Edit the data below by changing every "Place a pin" to "Drop a marker", and leave everything else as it is.

Collected data entries:
───

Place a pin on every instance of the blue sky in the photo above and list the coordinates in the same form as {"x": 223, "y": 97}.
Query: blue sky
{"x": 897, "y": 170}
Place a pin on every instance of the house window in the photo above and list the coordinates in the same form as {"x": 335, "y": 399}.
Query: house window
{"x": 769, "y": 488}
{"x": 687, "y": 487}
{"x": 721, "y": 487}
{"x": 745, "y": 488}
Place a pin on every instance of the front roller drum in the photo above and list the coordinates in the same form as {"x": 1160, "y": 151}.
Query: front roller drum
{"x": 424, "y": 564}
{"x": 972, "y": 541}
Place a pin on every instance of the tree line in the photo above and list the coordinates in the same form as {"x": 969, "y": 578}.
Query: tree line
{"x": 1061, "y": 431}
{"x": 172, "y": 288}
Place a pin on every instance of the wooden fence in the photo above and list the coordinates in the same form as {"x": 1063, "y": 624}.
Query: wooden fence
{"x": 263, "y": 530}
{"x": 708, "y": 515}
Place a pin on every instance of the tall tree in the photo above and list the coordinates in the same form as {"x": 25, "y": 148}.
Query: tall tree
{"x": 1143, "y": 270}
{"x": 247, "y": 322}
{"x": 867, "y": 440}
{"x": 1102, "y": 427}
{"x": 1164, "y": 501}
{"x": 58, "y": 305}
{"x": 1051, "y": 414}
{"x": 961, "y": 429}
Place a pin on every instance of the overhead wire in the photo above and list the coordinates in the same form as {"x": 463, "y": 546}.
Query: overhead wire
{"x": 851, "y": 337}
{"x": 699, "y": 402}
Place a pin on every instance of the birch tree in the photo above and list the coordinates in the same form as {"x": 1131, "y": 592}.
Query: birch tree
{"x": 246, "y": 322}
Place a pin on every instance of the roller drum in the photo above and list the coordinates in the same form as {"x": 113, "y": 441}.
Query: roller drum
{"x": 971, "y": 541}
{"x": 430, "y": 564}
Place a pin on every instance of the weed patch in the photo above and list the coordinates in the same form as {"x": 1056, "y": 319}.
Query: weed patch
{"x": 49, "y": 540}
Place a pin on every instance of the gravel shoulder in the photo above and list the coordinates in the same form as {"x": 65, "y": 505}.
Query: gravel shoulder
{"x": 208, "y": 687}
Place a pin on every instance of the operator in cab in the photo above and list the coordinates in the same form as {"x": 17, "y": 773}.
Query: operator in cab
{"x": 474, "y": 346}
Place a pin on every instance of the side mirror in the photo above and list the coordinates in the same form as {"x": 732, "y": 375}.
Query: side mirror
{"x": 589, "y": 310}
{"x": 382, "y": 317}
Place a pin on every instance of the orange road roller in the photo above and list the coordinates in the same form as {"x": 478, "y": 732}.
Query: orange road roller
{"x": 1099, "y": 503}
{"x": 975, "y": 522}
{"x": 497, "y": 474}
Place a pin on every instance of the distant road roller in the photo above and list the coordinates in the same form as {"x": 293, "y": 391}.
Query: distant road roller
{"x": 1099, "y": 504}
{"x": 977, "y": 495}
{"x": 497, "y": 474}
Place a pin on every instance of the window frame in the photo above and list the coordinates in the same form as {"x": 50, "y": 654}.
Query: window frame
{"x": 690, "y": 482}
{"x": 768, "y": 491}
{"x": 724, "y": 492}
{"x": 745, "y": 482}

───

WRITTEN ANSWER:
Drop a marker on every instance of the blue sky in the photo above and list the coordinates in the same form as {"x": 223, "y": 97}.
Query: blue sky
{"x": 897, "y": 170}
Drop a marker on every instance of the house window in the photo above and list the coordinates in the same form as {"x": 335, "y": 399}.
Query: house window
{"x": 769, "y": 488}
{"x": 687, "y": 487}
{"x": 721, "y": 487}
{"x": 745, "y": 488}
Drop a marker on every instance of the front roller drum in the photo above and list the coordinates in the same form as {"x": 1160, "y": 151}.
Query: front roller drum
{"x": 424, "y": 564}
{"x": 972, "y": 541}
Drop a marker on every instance of the tree line in the photo above and list the coordinates in the same form as {"x": 969, "y": 578}.
Query: tree line
{"x": 1061, "y": 431}
{"x": 172, "y": 288}
Drop a marker on every instance of the wooden fence in the photo above and list the coordinates in the same form as {"x": 1063, "y": 624}.
Query: wooden fence
{"x": 263, "y": 530}
{"x": 708, "y": 515}
Drop a marker on every instance of the tall tree in the photo above and list the coordinates in the same form as {"x": 25, "y": 148}.
Query: tall tree
{"x": 1143, "y": 270}
{"x": 247, "y": 322}
{"x": 867, "y": 440}
{"x": 1102, "y": 427}
{"x": 1164, "y": 501}
{"x": 58, "y": 305}
{"x": 1051, "y": 414}
{"x": 961, "y": 429}
Drop a marker on every instance of the overhead wire in the photo above and list the coordinates in the same form as {"x": 463, "y": 546}.
Query: overhead wire
{"x": 851, "y": 337}
{"x": 699, "y": 402}
Drop a marker on every instance of the birch tree in the photo above and list the coordinates in the same form as {"x": 1131, "y": 592}.
Query: birch tree
{"x": 246, "y": 322}
Drop a marker on every instance of the roller drum in the photo above and list the coordinates in the same form as {"x": 113, "y": 441}.
Query: roller drum
{"x": 971, "y": 541}
{"x": 430, "y": 564}
Drop a marker on every instance of the weed patch in the photo above and list the coordinates in the same form as {"x": 1056, "y": 319}.
Query: weed patch
{"x": 49, "y": 540}
Drop a marker on every instance of the gravel shoulder in the photo above and list the coordinates in the same form as {"x": 65, "y": 505}.
Query: gravel shoulder
{"x": 208, "y": 687}
Drop a marker on every instance of the operator in cab in the photo above and list the coordinates in the same form as {"x": 17, "y": 773}.
Query: operator in cab
{"x": 474, "y": 346}
Drop a marker on every instance of the side mirror in the photo above and list the coordinates in the same form as {"x": 732, "y": 375}.
Query: side mirror
{"x": 589, "y": 310}
{"x": 382, "y": 317}
Drop a marker on every instance of the orange road roller in the photo above and list the coordinates in the same form as {"x": 478, "y": 732}.
Query: orange road roller
{"x": 1099, "y": 503}
{"x": 975, "y": 522}
{"x": 497, "y": 474}
Drop a marker on every instance of the distant road roller in the photo above and list the coordinates in the same form as {"x": 293, "y": 391}.
Query: distant road roller
{"x": 1099, "y": 504}
{"x": 977, "y": 495}
{"x": 497, "y": 474}
Drop a marker on every instance of the window frame in the photo above and list the coordinates in the same form as {"x": 50, "y": 654}.
Query: window frame
{"x": 690, "y": 482}
{"x": 768, "y": 491}
{"x": 724, "y": 492}
{"x": 745, "y": 482}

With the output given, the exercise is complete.